▽

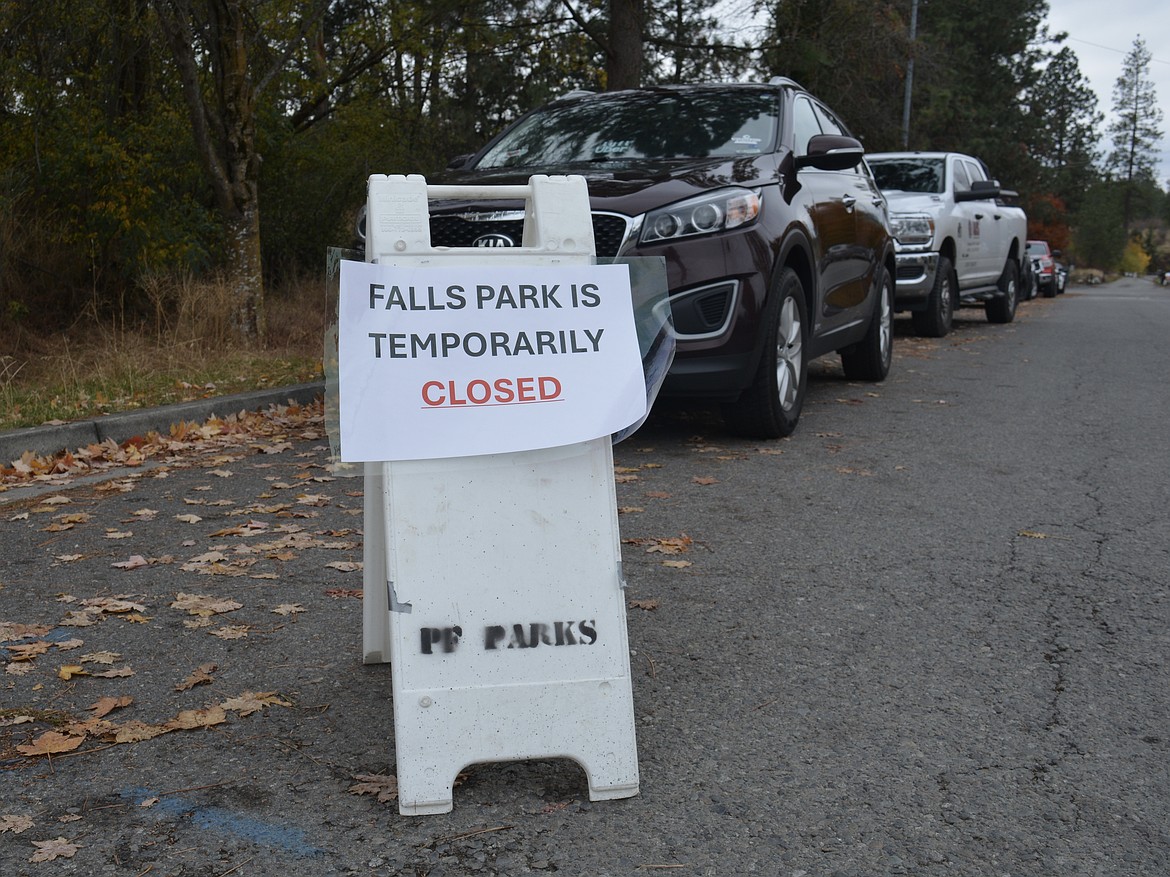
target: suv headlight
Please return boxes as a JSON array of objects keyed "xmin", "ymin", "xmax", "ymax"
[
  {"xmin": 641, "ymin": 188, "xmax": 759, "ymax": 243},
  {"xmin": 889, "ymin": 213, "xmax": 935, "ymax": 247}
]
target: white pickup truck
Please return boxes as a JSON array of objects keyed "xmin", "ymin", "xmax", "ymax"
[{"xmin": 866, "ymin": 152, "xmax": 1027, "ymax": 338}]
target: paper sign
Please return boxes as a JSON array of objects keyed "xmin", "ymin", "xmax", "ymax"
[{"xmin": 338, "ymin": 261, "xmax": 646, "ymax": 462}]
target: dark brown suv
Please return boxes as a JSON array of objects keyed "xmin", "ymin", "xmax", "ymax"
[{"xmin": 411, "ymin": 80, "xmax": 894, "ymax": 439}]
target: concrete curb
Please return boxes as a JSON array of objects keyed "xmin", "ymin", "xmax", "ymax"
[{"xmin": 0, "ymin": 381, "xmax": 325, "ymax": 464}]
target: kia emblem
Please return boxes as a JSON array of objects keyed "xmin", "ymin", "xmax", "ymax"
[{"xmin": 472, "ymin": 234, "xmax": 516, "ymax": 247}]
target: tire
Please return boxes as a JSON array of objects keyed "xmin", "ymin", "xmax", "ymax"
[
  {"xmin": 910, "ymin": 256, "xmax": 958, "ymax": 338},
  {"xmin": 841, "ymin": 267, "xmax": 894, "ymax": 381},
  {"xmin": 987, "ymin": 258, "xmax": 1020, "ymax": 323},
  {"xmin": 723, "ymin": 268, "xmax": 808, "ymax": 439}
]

△
▽

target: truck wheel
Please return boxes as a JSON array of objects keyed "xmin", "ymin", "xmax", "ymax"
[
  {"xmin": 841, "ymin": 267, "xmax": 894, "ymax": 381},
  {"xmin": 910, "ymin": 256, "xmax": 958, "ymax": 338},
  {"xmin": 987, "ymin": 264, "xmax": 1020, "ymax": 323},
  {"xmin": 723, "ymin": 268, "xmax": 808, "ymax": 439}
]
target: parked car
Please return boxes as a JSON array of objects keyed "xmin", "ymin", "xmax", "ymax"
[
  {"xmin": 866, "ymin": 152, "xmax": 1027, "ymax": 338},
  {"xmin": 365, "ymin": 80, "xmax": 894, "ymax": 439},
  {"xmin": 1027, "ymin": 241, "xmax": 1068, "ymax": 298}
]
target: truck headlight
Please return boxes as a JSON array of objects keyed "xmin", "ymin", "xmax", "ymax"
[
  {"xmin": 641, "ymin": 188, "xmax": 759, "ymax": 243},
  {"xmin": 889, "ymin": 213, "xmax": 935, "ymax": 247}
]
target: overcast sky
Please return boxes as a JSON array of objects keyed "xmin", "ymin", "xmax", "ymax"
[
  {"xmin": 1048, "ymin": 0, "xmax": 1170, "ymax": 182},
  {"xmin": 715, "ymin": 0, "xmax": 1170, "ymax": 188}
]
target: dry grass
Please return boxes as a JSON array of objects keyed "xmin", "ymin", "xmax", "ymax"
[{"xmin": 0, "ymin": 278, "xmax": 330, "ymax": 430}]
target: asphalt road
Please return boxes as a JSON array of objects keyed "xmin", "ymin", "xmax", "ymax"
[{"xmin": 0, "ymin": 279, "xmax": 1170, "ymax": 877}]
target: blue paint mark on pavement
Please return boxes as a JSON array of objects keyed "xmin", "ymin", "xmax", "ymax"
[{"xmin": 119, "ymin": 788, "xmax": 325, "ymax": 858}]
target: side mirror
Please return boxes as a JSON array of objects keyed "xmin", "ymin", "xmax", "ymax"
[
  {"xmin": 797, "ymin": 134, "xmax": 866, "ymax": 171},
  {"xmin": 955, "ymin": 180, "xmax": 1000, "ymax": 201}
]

△

__WHAT THE EXERCISE ASKS__. Select and copy every line in the items above that contains the string "headlight".

__WRITTEN REPLY__.
target: suv headlight
target: truck headlight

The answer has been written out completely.